Scan the entries below line by line and state how many lines contain the string "circle", giving only the number.

* Records shown
○ ○ ○ ○ ○ ○ ○

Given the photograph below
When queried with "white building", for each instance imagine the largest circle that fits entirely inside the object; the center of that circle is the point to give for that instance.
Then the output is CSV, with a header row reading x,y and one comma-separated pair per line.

○ ○ ○ ○ ○ ○ ○

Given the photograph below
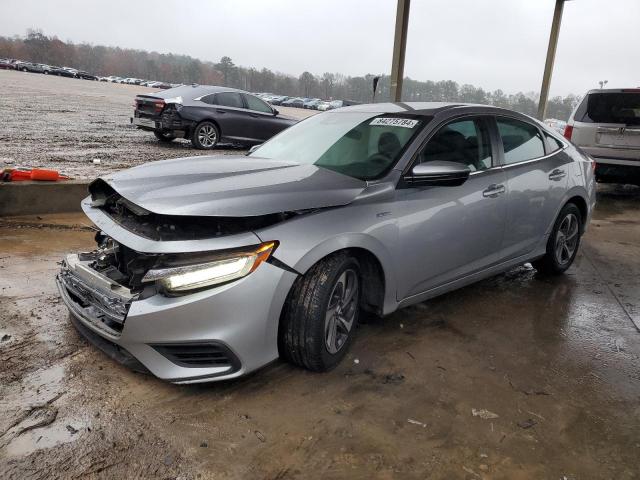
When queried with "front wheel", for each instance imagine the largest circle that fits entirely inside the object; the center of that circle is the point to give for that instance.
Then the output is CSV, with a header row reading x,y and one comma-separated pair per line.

○ ○ ○ ○ ○ ○ ○

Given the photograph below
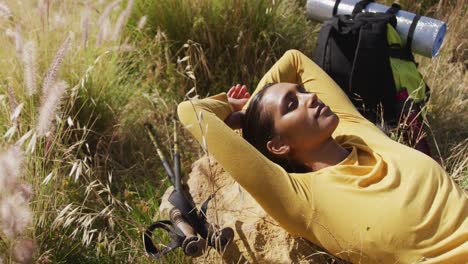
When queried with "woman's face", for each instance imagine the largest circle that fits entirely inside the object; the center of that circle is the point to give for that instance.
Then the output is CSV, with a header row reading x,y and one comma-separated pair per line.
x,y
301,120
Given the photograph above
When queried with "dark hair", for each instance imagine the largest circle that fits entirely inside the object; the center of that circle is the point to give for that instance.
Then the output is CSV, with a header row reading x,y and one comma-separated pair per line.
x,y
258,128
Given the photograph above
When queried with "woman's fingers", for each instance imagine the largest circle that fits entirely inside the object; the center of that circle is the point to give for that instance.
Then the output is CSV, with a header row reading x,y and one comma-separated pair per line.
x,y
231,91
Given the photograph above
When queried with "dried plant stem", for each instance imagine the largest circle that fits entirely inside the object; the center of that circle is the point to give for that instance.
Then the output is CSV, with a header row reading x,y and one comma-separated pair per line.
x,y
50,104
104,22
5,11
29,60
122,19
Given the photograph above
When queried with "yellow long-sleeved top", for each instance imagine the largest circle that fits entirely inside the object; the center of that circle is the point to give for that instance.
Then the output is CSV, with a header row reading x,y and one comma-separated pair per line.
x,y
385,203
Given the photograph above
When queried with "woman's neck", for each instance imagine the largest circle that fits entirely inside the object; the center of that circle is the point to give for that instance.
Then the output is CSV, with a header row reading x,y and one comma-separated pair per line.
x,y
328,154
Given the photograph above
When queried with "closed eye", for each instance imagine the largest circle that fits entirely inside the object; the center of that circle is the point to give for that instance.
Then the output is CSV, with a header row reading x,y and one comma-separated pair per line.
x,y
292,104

○ ○ ○ ○ ○ ○ ○

* Answer
9